Please reproduce the data beginning at the line that contains "Query: thin cloud layer" and stopping after the line that contains "Query: car windshield", with each "Query" changed to "Phrase" and everything else left unchanged.
START
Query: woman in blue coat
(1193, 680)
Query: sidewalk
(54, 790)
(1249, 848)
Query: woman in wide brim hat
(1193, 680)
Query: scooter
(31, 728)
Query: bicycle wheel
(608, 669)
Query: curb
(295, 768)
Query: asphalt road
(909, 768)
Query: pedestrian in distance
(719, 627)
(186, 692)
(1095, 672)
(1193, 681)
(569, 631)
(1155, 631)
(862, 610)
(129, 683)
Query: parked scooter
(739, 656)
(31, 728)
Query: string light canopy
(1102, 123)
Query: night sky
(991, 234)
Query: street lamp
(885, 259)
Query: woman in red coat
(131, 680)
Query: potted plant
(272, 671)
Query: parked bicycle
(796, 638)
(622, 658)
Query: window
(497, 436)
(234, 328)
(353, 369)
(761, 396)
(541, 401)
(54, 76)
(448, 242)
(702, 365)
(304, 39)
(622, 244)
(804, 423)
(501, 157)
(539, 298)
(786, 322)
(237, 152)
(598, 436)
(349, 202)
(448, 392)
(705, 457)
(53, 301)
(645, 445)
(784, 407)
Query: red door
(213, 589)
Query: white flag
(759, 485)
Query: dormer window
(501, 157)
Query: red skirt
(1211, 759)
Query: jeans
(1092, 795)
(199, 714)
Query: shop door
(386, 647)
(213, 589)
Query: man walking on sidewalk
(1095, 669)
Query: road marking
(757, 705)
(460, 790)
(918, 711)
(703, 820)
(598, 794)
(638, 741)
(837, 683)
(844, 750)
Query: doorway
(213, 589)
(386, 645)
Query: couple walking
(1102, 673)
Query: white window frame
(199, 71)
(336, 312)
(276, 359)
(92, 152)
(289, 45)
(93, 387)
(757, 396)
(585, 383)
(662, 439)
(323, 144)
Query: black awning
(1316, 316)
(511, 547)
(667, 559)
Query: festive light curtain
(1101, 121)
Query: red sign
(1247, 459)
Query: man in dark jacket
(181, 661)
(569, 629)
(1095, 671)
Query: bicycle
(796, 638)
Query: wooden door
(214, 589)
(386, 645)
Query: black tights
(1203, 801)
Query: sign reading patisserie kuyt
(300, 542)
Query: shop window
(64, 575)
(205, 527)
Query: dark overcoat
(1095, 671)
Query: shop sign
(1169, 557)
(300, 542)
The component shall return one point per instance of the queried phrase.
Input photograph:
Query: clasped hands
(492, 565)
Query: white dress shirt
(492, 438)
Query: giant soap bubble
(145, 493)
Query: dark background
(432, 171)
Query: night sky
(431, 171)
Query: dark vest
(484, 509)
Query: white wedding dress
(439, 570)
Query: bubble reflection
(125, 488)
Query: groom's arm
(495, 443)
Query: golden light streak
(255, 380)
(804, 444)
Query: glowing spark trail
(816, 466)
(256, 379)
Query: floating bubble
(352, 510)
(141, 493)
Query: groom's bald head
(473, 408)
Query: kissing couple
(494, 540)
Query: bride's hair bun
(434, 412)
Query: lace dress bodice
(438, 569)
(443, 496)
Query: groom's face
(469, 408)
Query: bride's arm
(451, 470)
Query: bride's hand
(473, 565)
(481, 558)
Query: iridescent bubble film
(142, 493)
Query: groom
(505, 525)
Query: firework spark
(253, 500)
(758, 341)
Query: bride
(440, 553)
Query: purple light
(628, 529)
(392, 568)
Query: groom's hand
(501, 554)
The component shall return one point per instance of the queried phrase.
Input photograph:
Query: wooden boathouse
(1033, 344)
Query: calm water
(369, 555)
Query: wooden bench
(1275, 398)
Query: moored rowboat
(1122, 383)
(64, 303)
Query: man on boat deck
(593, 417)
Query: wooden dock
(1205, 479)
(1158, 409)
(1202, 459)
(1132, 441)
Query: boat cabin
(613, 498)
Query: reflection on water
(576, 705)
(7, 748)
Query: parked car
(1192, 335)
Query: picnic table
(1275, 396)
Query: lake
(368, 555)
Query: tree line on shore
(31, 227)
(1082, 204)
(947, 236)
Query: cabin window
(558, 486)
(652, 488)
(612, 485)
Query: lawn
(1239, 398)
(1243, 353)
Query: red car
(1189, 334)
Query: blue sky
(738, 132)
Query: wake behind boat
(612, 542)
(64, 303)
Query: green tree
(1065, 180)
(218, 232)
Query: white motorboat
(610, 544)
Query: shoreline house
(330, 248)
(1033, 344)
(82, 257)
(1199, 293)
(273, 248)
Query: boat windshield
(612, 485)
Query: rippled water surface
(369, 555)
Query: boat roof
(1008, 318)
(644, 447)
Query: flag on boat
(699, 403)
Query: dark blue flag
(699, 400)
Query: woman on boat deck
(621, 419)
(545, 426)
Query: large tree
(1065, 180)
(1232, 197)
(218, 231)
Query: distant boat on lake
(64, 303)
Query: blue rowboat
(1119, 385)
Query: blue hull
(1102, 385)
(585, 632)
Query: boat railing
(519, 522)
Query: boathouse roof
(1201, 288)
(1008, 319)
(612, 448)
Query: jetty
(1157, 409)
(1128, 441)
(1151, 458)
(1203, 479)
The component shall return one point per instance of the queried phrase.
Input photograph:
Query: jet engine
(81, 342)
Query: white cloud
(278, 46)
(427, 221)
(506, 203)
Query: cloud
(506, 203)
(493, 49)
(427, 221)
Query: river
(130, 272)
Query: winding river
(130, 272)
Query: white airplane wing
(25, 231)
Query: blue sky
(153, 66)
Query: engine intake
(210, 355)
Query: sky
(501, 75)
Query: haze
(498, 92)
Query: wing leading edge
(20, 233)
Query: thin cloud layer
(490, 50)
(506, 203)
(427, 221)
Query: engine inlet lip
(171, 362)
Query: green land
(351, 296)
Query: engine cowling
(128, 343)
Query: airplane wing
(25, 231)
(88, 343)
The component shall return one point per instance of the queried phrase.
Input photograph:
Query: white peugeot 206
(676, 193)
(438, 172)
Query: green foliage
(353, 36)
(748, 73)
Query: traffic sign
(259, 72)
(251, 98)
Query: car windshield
END
START
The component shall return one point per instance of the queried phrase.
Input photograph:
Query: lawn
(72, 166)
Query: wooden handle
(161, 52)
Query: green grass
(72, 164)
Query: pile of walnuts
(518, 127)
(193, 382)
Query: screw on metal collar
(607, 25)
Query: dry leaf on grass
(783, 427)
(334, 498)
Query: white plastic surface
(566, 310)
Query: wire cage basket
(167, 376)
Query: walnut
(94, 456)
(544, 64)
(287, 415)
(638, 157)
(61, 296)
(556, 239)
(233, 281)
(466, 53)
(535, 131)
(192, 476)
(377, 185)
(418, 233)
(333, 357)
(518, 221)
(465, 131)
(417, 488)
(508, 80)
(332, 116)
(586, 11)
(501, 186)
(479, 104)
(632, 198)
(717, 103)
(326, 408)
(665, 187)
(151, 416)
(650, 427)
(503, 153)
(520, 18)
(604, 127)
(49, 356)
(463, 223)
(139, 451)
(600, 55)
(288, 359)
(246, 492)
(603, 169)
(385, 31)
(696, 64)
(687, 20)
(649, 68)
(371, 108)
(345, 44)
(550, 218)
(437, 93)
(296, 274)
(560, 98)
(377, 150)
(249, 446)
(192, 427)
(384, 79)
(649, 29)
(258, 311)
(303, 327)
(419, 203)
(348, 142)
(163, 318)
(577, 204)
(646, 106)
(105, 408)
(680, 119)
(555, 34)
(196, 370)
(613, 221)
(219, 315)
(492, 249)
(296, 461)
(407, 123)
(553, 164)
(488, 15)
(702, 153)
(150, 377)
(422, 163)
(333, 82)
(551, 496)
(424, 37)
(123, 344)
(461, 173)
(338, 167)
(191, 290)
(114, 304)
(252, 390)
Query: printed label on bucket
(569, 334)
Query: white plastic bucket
END
START
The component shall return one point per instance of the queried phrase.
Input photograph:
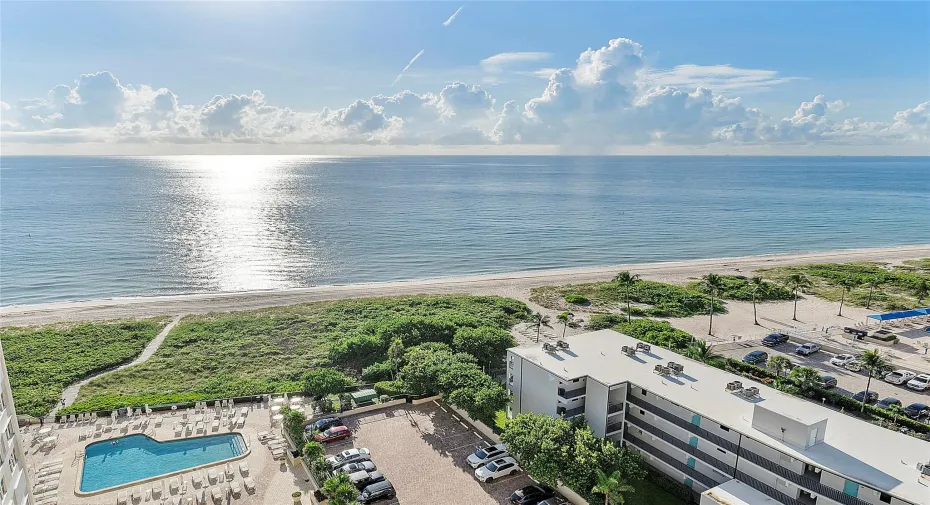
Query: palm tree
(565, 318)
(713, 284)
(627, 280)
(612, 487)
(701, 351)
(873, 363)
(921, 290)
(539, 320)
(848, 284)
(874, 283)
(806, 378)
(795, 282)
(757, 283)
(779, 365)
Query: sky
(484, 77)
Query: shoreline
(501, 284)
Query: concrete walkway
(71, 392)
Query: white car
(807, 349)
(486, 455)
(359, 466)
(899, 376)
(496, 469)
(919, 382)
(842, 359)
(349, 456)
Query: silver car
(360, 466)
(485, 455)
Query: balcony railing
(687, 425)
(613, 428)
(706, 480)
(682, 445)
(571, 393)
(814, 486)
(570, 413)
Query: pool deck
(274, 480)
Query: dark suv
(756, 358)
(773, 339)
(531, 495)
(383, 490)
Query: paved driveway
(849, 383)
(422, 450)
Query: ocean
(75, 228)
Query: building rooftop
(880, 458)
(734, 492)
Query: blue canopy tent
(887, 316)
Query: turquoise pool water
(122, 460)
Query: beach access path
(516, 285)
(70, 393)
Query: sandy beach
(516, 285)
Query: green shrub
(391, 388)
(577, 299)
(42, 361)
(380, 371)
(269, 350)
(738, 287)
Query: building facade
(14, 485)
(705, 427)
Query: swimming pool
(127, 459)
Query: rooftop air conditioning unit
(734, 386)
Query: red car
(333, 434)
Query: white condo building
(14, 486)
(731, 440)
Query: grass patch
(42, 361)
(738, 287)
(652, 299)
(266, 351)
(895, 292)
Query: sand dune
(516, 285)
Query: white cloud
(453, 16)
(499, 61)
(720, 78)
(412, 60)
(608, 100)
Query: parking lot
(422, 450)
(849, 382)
END
_THE RESULT:_
Phrase: thin cloud layer
(490, 50)
(506, 203)
(427, 221)
Phrase: engine inlet lip
(171, 362)
Phrase: green land
(351, 296)
Phrase: engine cowling
(128, 343)
Phrase: airplane wing
(25, 231)
(88, 343)
The component shall return one point per instance of the queried phrase.
Input photograph:
Phrase: white peugeot 206
(676, 193)
(438, 172)
Phrase: green foliage
(353, 36)
(748, 73)
Phrase: traffic sign
(259, 72)
(251, 98)
Phrase: car windshield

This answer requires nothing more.